§ Source excerpt:
"""

Open Research Data

Promoting open science is one of FMI’s strategic objectives. Once data is collected, it can be released in different ways, from closed networks within your research group or within FMI all the way to publishing with fully opened license, with all the spectrum in between.

At FMI, publicly funded research data should be made available to the widest possible audience (under CC BY license, at the minimum), as the best way to maximize the data impact but also to do justice to all the hard labor put into collecting, cleaning, and analyzing the data. However, even if the publication of data is not possible for reasons listed in the institute’s Open Research Data policy, FMI seeks to publish the metadata, acknowledging their existence, topic, contact information and ways –whenever possible – to obtain the data.

There are obviously many benefits to opening the data. In so doing, you may increase the visibility and impact of your research, open new collaborations and research projects, provide stronger evidence for advocacy, play a role in decision making, encourages transparency and accountability, just to name few of the potential benefits.

The datasets created at FMI can be found in:

Read the FMI Research Data policy.

Open vs. restricted access to data

“As open as possible, as closed as necessary”

According to the definition, open data can be freely used, modified, and shared by anyone for any purpose. This doesn’t mean that any published data or online data is necessary open data, unless they are accompanied by a proper license. Of course, public sharing of research data should not conflict with sensitive information content, military and security issues, contractual restrictions, patenting or just with a certain embargo period. Research funders and publishers that typically require that research data should be made as openly available as possible, recognize that there may be legal, ethical, or commercial reasons why access to some data may need to be restricted. These restrictions typically apply at all stages of a project so that the research process is not damaged by inappropriate release of data. That is why a well thought Data Management Plan (DMP) is important at the very beginning of and during the project.

There are several layers of access to data that should be considered. When needed, access to data can be restricted and regulated, granting more control over who has access, when and under which conditions.

  • Publicly open data - when there is no justifiable legal, ethical, commercial, contractual, security reasons for not opening the data.

"""

§ Source material:
"""

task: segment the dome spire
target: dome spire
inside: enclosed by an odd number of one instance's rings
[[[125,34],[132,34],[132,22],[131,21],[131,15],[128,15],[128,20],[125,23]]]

"""

§ What to work on:
• a. Please transcribe the stretch of the open research data text from "At FMI, publicly" through "obtain the data.".
• b. According to the open research data text, under what license at minimum should FMI make publicly funded research data available?
• c. Summarize the open research data text in two sentences.

§ Solutions by task:
• a.
At FMI, publicly funded research data should be made available to the widest possible audience (under CC BY license, at the minimum), as the best way to maximize the data impact but also to do justice to all the hard labor put into collecting, cleaning, and analyzing the data. However, even if the publication of data is not possible for reasons listed in the institute’s Open Research Data policy, FMI seeks to publish the metadata, acknowledging their existence, topic, contact information and ways –whenever possible – to obtain the data.

• b. CC BY

• c. FMI aims to make publicly funded research data available to the widest possible audience, at minimum under a CC BY license, and seeks to publish metadata when the data itself cannot be released. Open data must carry a proper license, and access may need to be restricted for legal, ethical, or commercial reasons, which is why a well-thought-out Data Management Plan matters from the start of a project.